_SET TASKS:_
1. In the passage on the argumentative theory of reasoning, what two functions does reasoning serve?
2. Reproduce everything in the argumentative theory passage from "According to this" down to "2012, p. 243)".

_DOCUMENT SEGMENT:_
━━━━━━━━━━
Why Proposers and Disposers need to be kept distinct: The Argumentative Theory of Reasoning

The ‘argumentative theory of reasoning’ (conceptualized by Dan Sperber and developed with the evolutionary psychologist Hugo Mercier) hypothesizes that reasoning serves two distinct survival-related functions: a) convincing people and b) evaluating the arguments of others – ‘thereby allowing communication to proceed even when trust is limited’ (Landemore, 2013, p. 126). The theory – developed as an evolutionarily-plausible alternative to the classical (Cartesian) model of reasoning as a way of updating and correcting one’s own beliefs – is based on the distinction between performing speech acts and evaluating the performative utterances of others:

According to this theory, individual reasoning works best when used to [a] produce and [b] evaluate arguments during a public deliberation. It predicts that when diverse opinions are discussed, group reasoning will outperform individual reasoning. (Mercier & Landemore, 2012, p. 243)
━━━━━━━━━━
_EXCERPTED RECORDS:_
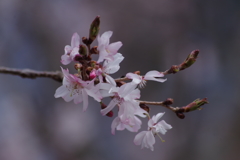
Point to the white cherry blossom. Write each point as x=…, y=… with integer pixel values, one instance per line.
x=141, y=80
x=76, y=89
x=147, y=138
x=106, y=50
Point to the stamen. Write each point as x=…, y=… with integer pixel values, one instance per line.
x=160, y=137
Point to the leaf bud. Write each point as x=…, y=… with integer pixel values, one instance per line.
x=94, y=29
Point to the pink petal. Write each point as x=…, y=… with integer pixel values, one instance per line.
x=115, y=123
x=157, y=117
x=149, y=140
x=114, y=47
x=110, y=106
x=139, y=137
x=135, y=78
x=61, y=91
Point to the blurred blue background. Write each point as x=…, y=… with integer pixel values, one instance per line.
x=155, y=35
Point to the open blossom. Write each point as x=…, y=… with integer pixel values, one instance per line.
x=71, y=51
x=75, y=89
x=141, y=80
x=106, y=50
x=110, y=67
x=125, y=98
x=127, y=117
x=146, y=138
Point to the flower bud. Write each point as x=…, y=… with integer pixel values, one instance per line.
x=145, y=107
x=190, y=60
x=94, y=29
x=110, y=113
x=92, y=74
x=85, y=40
x=180, y=115
x=94, y=50
x=77, y=66
x=168, y=101
x=83, y=50
x=195, y=105
x=173, y=69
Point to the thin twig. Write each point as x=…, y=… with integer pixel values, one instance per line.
x=28, y=73
x=174, y=109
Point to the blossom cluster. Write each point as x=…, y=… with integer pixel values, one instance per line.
x=93, y=79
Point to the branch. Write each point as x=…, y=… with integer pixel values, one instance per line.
x=195, y=105
x=28, y=73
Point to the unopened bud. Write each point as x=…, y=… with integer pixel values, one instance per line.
x=110, y=113
x=94, y=50
x=190, y=60
x=83, y=50
x=77, y=66
x=92, y=74
x=137, y=72
x=94, y=29
x=180, y=115
x=85, y=40
x=195, y=105
x=173, y=69
x=168, y=101
x=145, y=107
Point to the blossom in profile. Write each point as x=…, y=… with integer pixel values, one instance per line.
x=76, y=89
x=110, y=67
x=106, y=50
x=71, y=51
x=147, y=138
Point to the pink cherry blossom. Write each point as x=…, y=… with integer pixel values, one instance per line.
x=71, y=51
x=141, y=80
x=147, y=138
x=75, y=89
x=125, y=98
x=110, y=67
x=126, y=92
x=106, y=50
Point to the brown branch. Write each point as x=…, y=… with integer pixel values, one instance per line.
x=28, y=73
x=190, y=60
x=195, y=105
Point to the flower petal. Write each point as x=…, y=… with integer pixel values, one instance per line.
x=110, y=106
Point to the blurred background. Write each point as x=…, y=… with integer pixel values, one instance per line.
x=155, y=35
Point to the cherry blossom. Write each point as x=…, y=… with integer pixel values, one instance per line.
x=106, y=50
x=141, y=80
x=146, y=138
x=76, y=89
x=110, y=67
x=71, y=51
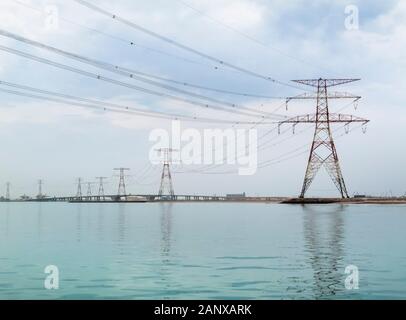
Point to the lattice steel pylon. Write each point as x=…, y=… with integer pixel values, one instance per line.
x=121, y=185
x=79, y=188
x=323, y=151
x=166, y=186
x=101, y=186
x=8, y=190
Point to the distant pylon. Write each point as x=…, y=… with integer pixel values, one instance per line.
x=79, y=188
x=8, y=190
x=166, y=186
x=89, y=189
x=101, y=186
x=121, y=185
x=40, y=183
x=323, y=150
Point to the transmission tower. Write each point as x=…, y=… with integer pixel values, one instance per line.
x=40, y=184
x=8, y=191
x=121, y=184
x=89, y=190
x=323, y=150
x=101, y=186
x=79, y=188
x=166, y=187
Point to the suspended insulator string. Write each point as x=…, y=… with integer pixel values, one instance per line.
x=119, y=70
x=182, y=46
x=264, y=163
x=123, y=84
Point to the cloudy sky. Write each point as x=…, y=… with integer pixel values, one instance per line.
x=282, y=39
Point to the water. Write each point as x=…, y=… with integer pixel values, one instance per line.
x=202, y=251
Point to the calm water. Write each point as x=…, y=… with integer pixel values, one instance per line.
x=201, y=251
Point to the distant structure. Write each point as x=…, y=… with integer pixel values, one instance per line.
x=89, y=190
x=40, y=184
x=235, y=195
x=79, y=188
x=166, y=186
x=8, y=184
x=101, y=186
x=121, y=185
x=323, y=150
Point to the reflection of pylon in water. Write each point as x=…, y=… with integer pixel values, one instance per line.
x=166, y=187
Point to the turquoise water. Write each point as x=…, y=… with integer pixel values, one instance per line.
x=202, y=251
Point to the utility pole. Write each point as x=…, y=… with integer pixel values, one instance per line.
x=101, y=186
x=166, y=186
x=323, y=150
x=8, y=184
x=121, y=184
x=79, y=188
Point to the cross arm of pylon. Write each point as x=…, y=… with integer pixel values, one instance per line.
x=331, y=95
x=326, y=82
x=333, y=118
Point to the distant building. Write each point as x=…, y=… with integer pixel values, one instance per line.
x=236, y=195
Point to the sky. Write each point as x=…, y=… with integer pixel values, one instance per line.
x=285, y=40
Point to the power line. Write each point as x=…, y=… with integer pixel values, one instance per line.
x=133, y=74
x=117, y=38
x=106, y=106
x=182, y=46
x=248, y=37
x=120, y=83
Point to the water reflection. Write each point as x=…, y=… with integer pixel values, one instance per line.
x=39, y=220
x=78, y=222
x=324, y=237
x=122, y=228
x=166, y=229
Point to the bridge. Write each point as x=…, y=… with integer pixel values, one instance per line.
x=154, y=198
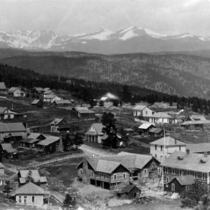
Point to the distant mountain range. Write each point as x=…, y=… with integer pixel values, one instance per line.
x=128, y=40
x=184, y=74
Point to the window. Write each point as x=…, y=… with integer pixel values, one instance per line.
x=145, y=171
x=25, y=199
x=173, y=187
x=173, y=171
x=204, y=176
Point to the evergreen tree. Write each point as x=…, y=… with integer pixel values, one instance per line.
x=7, y=188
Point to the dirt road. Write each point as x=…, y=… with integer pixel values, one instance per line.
x=91, y=151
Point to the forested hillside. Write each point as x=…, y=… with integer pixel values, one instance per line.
x=181, y=74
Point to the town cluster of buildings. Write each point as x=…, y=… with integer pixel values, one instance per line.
x=147, y=114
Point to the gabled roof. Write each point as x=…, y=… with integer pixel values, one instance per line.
x=57, y=121
x=49, y=140
x=2, y=86
x=161, y=115
x=139, y=107
x=197, y=117
x=83, y=110
x=36, y=101
x=127, y=189
x=30, y=189
x=184, y=180
x=8, y=148
x=49, y=96
x=155, y=130
x=196, y=122
x=8, y=127
x=98, y=127
x=168, y=141
x=196, y=148
x=13, y=89
x=130, y=160
x=35, y=135
x=145, y=125
x=192, y=161
x=3, y=109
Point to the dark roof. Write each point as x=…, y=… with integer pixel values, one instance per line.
x=127, y=189
x=184, y=180
x=30, y=189
x=155, y=130
x=36, y=101
x=8, y=127
x=191, y=161
x=8, y=148
x=2, y=86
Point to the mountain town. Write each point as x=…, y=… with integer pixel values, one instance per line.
x=104, y=105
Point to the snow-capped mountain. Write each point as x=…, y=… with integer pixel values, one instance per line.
x=128, y=40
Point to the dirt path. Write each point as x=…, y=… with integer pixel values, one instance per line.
x=91, y=151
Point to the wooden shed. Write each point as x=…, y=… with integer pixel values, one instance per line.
x=129, y=192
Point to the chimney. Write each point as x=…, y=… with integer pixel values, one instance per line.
x=205, y=154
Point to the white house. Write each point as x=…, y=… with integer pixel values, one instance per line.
x=164, y=147
x=161, y=118
x=30, y=194
x=142, y=111
x=94, y=133
x=16, y=92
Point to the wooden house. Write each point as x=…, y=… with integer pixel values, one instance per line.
x=50, y=144
x=84, y=112
x=38, y=103
x=3, y=89
x=59, y=125
x=16, y=92
x=179, y=184
x=8, y=151
x=108, y=171
x=2, y=169
x=94, y=133
x=31, y=194
x=161, y=118
x=142, y=111
x=6, y=113
x=37, y=179
x=180, y=164
x=145, y=127
x=165, y=146
x=156, y=132
x=129, y=192
x=12, y=131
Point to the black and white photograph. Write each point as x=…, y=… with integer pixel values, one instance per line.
x=104, y=104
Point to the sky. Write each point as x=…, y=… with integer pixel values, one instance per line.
x=168, y=17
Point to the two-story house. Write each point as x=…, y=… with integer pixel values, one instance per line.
x=94, y=133
x=181, y=164
x=108, y=171
x=142, y=111
x=164, y=147
x=161, y=118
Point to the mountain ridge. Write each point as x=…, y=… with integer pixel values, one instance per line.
x=104, y=41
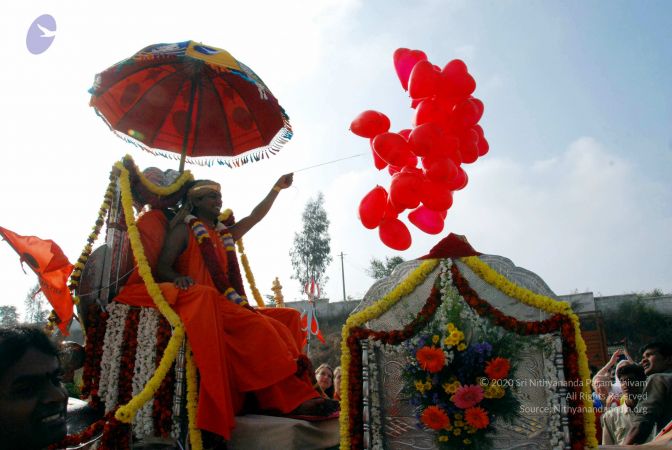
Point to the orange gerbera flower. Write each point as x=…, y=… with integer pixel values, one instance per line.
x=431, y=359
x=497, y=368
x=477, y=417
x=435, y=418
x=467, y=396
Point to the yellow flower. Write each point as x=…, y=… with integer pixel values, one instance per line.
x=552, y=306
x=419, y=385
x=404, y=288
x=127, y=412
x=494, y=391
x=451, y=388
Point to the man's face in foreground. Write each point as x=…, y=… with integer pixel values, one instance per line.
x=32, y=402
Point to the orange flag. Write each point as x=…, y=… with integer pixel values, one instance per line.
x=52, y=268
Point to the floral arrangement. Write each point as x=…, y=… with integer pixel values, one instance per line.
x=458, y=384
x=562, y=320
x=349, y=419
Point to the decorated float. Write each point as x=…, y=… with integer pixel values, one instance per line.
x=456, y=350
x=461, y=350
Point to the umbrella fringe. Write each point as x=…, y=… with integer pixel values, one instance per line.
x=283, y=136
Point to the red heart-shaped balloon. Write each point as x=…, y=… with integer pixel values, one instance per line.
x=378, y=162
x=405, y=190
x=427, y=220
x=423, y=80
x=439, y=169
x=372, y=207
x=404, y=61
x=393, y=148
x=436, y=196
x=370, y=123
x=394, y=234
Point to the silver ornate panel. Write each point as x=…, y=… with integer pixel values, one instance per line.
x=390, y=421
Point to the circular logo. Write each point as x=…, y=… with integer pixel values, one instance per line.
x=41, y=34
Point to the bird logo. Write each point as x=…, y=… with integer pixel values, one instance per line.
x=41, y=34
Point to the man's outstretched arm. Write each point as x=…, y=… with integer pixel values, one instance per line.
x=244, y=225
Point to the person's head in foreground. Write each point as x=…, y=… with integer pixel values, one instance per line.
x=656, y=357
x=33, y=400
x=202, y=199
x=325, y=378
x=633, y=380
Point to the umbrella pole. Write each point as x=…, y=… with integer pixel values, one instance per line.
x=187, y=126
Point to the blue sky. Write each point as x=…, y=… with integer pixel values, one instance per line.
x=577, y=111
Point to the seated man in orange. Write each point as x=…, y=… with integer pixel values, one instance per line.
x=237, y=349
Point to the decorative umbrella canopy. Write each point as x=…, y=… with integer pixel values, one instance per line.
x=192, y=100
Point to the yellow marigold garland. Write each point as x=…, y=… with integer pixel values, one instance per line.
x=378, y=308
x=248, y=273
x=75, y=276
x=552, y=306
x=161, y=190
x=223, y=217
x=126, y=412
x=277, y=292
x=195, y=437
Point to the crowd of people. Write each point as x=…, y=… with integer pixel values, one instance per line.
x=191, y=253
x=633, y=400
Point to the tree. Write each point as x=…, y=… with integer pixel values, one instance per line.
x=36, y=308
x=8, y=316
x=638, y=323
x=379, y=269
x=311, y=253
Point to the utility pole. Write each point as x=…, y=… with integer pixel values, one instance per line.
x=343, y=275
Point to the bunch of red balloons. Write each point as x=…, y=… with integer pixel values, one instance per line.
x=425, y=162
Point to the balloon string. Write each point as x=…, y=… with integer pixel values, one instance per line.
x=328, y=162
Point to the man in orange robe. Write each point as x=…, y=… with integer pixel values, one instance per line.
x=237, y=349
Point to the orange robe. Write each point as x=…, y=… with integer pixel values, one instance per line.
x=235, y=349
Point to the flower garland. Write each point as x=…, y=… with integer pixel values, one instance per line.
x=126, y=412
x=108, y=387
x=248, y=273
x=195, y=437
x=85, y=436
x=277, y=293
x=76, y=275
x=162, y=409
x=549, y=305
x=205, y=245
x=557, y=322
x=128, y=353
x=348, y=359
x=145, y=361
x=162, y=191
x=95, y=335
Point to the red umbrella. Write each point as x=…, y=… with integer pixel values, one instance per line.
x=192, y=100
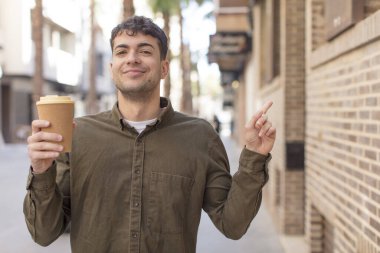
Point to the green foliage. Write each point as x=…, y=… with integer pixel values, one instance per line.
x=171, y=6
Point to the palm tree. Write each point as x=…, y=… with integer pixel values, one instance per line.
x=37, y=30
x=128, y=9
x=166, y=8
x=169, y=8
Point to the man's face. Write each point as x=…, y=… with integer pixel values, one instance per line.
x=136, y=67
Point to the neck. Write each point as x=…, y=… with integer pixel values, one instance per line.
x=139, y=110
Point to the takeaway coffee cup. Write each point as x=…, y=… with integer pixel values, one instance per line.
x=59, y=111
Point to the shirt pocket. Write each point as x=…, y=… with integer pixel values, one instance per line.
x=168, y=202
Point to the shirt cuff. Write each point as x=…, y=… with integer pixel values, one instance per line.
x=42, y=181
x=253, y=162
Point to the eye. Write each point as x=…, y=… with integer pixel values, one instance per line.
x=146, y=52
x=121, y=52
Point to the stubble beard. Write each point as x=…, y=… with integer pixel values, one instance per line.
x=141, y=93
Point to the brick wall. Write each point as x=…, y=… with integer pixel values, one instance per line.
x=284, y=194
x=343, y=143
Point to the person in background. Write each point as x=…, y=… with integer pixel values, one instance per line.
x=140, y=174
x=216, y=123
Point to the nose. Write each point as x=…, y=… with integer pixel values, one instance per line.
x=133, y=57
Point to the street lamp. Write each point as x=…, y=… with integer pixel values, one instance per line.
x=1, y=98
x=1, y=107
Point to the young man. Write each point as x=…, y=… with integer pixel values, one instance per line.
x=140, y=174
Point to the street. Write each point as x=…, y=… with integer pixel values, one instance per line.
x=14, y=236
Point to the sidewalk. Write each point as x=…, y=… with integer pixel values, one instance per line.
x=261, y=236
x=14, y=238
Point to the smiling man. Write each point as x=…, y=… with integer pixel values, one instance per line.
x=139, y=175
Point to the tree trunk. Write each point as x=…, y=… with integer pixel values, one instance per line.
x=128, y=9
x=91, y=99
x=167, y=83
x=186, y=101
x=37, y=30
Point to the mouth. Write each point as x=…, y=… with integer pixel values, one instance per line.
x=134, y=72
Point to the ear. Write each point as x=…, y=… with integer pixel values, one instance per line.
x=164, y=68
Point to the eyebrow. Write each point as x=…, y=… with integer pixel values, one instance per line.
x=140, y=45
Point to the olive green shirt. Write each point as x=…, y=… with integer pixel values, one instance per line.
x=129, y=192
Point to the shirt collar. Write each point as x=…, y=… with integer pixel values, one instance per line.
x=162, y=118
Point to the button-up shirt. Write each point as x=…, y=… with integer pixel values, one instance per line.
x=128, y=192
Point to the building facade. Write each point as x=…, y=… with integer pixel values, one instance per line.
x=319, y=62
x=65, y=64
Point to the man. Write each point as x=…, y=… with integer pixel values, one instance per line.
x=141, y=173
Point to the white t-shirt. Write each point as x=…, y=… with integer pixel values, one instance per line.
x=140, y=125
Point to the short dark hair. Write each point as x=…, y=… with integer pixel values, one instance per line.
x=144, y=25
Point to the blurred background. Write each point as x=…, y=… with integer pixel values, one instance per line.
x=318, y=60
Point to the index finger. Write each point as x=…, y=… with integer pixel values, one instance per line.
x=266, y=107
x=38, y=124
x=259, y=113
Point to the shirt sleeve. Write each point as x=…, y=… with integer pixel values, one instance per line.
x=232, y=203
x=47, y=202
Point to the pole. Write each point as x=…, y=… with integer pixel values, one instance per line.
x=1, y=110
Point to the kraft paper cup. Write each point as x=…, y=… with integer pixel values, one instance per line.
x=59, y=111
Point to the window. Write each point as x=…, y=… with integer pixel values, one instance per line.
x=342, y=14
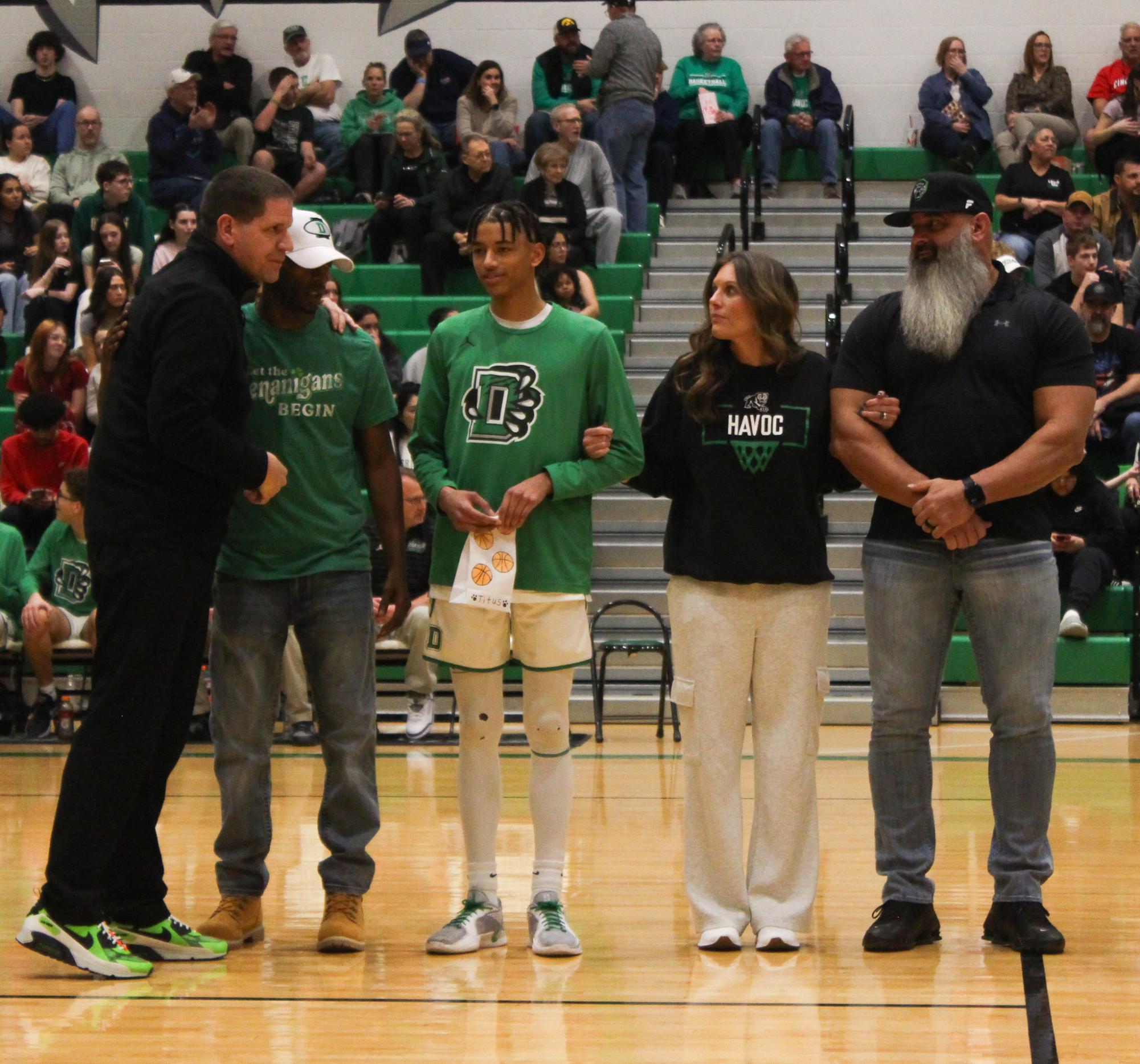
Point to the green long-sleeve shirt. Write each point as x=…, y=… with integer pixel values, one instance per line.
x=359, y=110
x=60, y=571
x=541, y=92
x=501, y=405
x=13, y=570
x=724, y=78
━━━━━━━━━━
_RESULTS OF THE EXERCISE:_
1. Convincing people and evaluating the arguments of others.

2.
According to this theory, individual reasoning works best when used to [a] produce and [b] evaluate arguments during a public deliberation. It predicts that when diverse opinions are discussed, group reasoning will outperform individual reasoning. (Mercier & Landemore, 2012, p. 243)